PROBLEM TO SOLVE
From the line containing "Place a point on every instance of the dark branch, shaped" through the last line of the listing, output each line exactly as it stands. Omit pictures.
- Opening Delimiter -
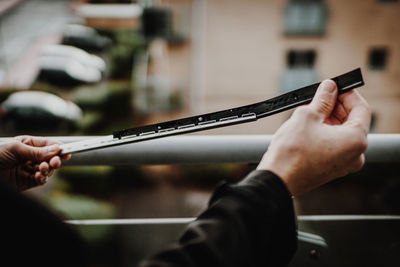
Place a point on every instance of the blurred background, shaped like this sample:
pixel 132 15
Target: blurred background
pixel 84 68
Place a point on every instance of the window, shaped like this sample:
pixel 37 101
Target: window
pixel 377 58
pixel 300 70
pixel 301 59
pixel 305 17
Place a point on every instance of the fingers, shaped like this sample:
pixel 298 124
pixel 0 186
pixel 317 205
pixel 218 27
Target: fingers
pixel 25 152
pixel 359 113
pixel 36 140
pixel 325 99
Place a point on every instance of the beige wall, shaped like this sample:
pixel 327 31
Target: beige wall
pixel 243 55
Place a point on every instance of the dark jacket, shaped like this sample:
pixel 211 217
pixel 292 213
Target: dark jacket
pixel 247 224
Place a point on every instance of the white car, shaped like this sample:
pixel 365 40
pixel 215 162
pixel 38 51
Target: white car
pixel 70 52
pixel 63 70
pixel 84 37
pixel 38 111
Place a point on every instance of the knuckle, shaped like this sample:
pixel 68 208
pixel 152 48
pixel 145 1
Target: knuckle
pixel 304 112
pixel 324 105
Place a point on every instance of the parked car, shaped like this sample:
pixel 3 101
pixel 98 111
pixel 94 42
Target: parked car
pixel 38 112
pixel 71 52
pixel 67 71
pixel 84 37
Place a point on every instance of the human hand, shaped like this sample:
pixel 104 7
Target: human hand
pixel 28 161
pixel 321 141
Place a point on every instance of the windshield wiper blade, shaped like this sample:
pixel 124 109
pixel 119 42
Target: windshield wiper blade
pixel 292 99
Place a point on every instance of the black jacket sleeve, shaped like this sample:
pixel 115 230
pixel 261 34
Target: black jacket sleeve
pixel 251 223
pixel 33 236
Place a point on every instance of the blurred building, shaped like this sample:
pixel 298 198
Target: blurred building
pixel 247 51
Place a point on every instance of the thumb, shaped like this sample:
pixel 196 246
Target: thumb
pixel 36 154
pixel 325 98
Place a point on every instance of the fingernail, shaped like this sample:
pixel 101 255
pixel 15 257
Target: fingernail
pixel 44 180
pixel 328 86
pixel 53 148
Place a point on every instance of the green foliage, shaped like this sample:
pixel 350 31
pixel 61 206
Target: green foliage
pixel 74 207
pixel 208 175
pixel 121 56
pixel 87 179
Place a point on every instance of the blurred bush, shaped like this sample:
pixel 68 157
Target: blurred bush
pixel 208 175
pixel 102 180
pixel 121 56
pixel 111 98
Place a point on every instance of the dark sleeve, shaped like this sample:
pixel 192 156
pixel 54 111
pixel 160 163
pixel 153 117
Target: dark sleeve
pixel 31 235
pixel 247 224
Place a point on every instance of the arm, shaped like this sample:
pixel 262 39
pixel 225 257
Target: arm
pixel 252 223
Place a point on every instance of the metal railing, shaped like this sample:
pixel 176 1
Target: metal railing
pixel 199 149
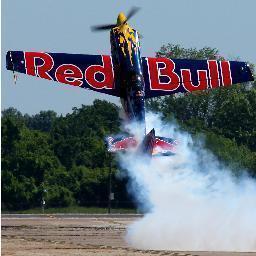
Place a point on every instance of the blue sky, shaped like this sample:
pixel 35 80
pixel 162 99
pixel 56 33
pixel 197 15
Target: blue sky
pixel 64 26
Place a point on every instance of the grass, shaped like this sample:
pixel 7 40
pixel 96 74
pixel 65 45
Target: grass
pixel 74 209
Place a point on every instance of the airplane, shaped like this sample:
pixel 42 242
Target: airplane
pixel 130 77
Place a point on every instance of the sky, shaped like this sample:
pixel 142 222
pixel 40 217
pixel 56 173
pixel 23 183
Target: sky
pixel 64 26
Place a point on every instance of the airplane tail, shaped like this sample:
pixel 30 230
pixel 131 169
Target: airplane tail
pixel 151 145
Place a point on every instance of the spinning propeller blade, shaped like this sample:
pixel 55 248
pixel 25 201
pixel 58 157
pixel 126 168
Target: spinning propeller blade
pixel 103 27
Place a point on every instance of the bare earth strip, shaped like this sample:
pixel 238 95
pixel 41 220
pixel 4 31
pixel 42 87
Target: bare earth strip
pixel 76 235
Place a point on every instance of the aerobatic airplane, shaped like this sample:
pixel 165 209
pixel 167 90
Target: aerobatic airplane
pixel 133 78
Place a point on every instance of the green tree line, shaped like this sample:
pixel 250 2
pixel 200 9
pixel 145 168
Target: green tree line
pixel 63 158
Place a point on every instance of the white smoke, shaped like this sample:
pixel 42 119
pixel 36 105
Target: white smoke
pixel 193 203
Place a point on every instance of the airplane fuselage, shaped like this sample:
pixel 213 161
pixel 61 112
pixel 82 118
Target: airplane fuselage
pixel 125 49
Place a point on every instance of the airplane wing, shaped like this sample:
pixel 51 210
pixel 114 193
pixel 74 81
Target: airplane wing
pixel 93 72
pixel 164 76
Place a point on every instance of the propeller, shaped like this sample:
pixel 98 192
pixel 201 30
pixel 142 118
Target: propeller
pixel 103 27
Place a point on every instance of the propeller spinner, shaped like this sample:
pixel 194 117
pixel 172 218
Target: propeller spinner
pixel 121 20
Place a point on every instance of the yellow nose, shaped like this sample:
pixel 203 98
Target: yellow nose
pixel 121 19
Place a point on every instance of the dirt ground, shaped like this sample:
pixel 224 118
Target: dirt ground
pixel 76 236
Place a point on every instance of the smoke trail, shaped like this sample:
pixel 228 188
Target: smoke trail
pixel 192 202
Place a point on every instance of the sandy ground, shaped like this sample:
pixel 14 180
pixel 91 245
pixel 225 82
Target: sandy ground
pixel 76 236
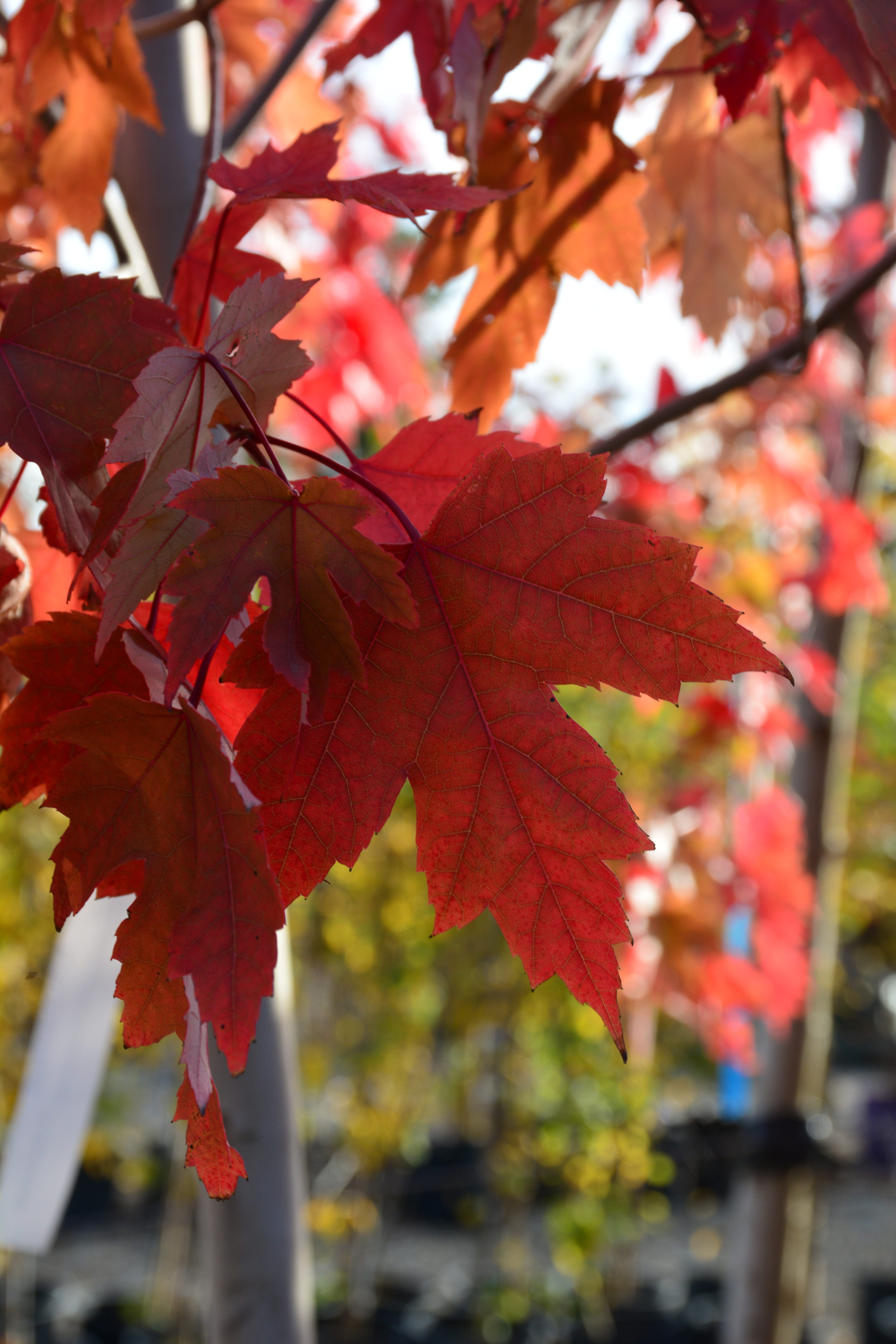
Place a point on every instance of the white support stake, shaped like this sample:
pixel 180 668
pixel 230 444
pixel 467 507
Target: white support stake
pixel 64 1073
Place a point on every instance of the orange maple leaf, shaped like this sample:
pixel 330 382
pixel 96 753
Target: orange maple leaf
pixel 578 213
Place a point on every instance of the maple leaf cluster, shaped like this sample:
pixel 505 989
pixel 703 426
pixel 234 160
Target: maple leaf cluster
pixel 217 759
pixel 241 667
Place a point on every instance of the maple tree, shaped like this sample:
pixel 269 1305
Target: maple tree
pixel 242 667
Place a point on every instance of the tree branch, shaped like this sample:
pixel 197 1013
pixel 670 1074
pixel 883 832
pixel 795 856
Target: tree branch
pixel 793 225
pixel 248 412
pixel 162 24
pixel 343 471
pixel 279 72
pixel 211 144
pixel 774 361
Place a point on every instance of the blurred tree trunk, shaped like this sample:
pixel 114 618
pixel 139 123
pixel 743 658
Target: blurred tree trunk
pixel 772 1213
pixel 257 1253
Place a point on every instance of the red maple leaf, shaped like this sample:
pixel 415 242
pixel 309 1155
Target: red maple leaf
pixel 70 349
pixel 519 587
pixel 421 467
pixel 261 526
pixel 300 173
pixel 233 267
pixel 218 1166
pixel 154 784
pixel 58 659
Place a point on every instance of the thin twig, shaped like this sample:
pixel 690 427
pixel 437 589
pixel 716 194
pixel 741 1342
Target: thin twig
pixel 197 694
pixel 213 265
pixel 279 72
pixel 338 439
pixel 211 144
pixel 793 224
pixel 353 476
pixel 248 412
pixel 776 361
pixel 154 611
pixel 162 24
pixel 13 490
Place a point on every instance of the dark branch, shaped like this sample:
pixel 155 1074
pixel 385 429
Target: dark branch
pixel 162 24
pixel 265 88
pixel 777 360
pixel 248 412
pixel 350 474
pixel 211 144
pixel 793 224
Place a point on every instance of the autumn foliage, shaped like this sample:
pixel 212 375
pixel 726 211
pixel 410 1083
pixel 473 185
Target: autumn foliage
pixel 249 665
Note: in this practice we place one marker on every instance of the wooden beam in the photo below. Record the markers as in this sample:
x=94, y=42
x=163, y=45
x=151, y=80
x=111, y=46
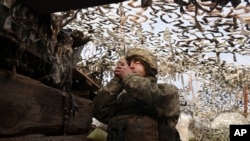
- Closing Delimiter -
SOLVED PROBLEM
Place a point on every instance of the dark branch, shaped like this sample:
pixel 155 1074
pixel 385 429
Target: dark branch
pixel 162 24
pixel 265 88
pixel 777 360
pixel 248 412
pixel 350 474
pixel 211 144
pixel 793 224
Place a point on every instance of the autumn foliage, shaped like this sample:
pixel 212 375
pixel 726 211
pixel 410 1083
pixel 473 185
Target: autumn foliage
pixel 249 665
Note: in this practice we place one marker on every instance of the wooden beam in the photo below. Record the markers as in this sample:
x=94, y=42
x=163, y=45
x=151, y=80
x=111, y=46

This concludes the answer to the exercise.